> _Texto_

------------------------

Há acampamentos em Itália contra o povo romano. estabelecidos nos desfiladeiros da Etrúria, aumenta em cada dia o número dos inimigos; e, no entanto, o general desses acampamentos e o comandante desses inimigos, eis que o vemos no interior das nossas muralhas e dentro do próprio Senado, urdindo a cada instante algum atentado contra a República. Se. neste momento eu te mandar prender, Catilina, se eu decretar a tua morte, o que sobretudo terei de temer, tenho a certeza, é que todos os bons cidadãos me censurem por ter actuado tarde, e não que haja alguém a dizer que usei de crueldade excessiva.
A mim, porém, aquilo que já há muito deveria ter sido feito, fortes razões me levam a não o fazer ainda. Hás-de ser morto, sim, mas só no momento em que já não for possível encontrar-se ninguém tão perverso, tão depravado, tão igual a ti, que não reconheça a inteira justiça desse acto.
Enquanto houver alguém que ouse defender-te, continuarás a viver, e a viver como agora vives, cercado pelas minhas muitas e fiéis guardas, para não poderes sublevar-te contra o Estado. È até os olhos e os ouvidos de muita gente, sem disso te aperceberes, te hão-de espiar e trazer vigiado como até hoje o têm feito.
III

Que há, pois, ó Catilina, que ainda agora possas esperar, se nem a noite com suas trevas pode manter ocultos os teus criminosos conluios, nem uma casa particular pode conter, com suas paredes, os segredos da tua conspiração, se tudo vem à luz do dia, se tudo irrompe em público? É tempo, acredita-me, de mudares essas disposições; desiste das chacinas e dos incêndios. Estás apanhado por todos os lados. Todos os teus planos são para nós mais claros que a luz do dia, e importa que os recordes comigo nesta hora.

------------------------

> _Secção de dados_
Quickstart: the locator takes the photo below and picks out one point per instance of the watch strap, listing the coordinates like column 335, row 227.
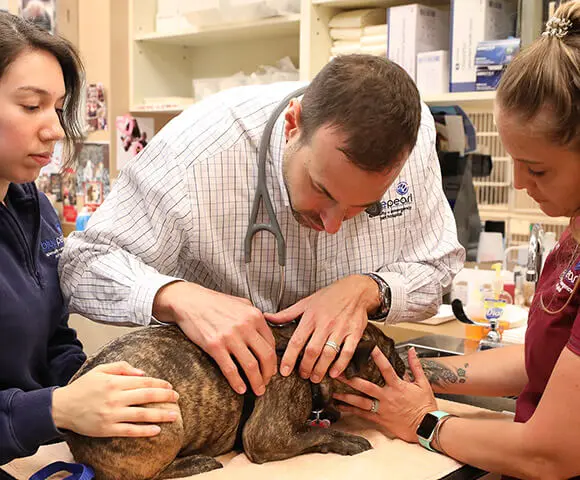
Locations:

------------------------

Responda às perguntas seguintes com base no texto.
1. Onde estão estabelecidos os acampamentos contra o povo romano?
2. Até quando, segundo o orador, Catilina continuará a viver?
3. De que duas coisas o orador manda Catilina desistir?

> _Resolução do problema_
1. Nos desfiladeiros da Etrúria.
2. Enquanto houver alguém que ouse defendê-lo.
3. Das chacinas e dos incêndios.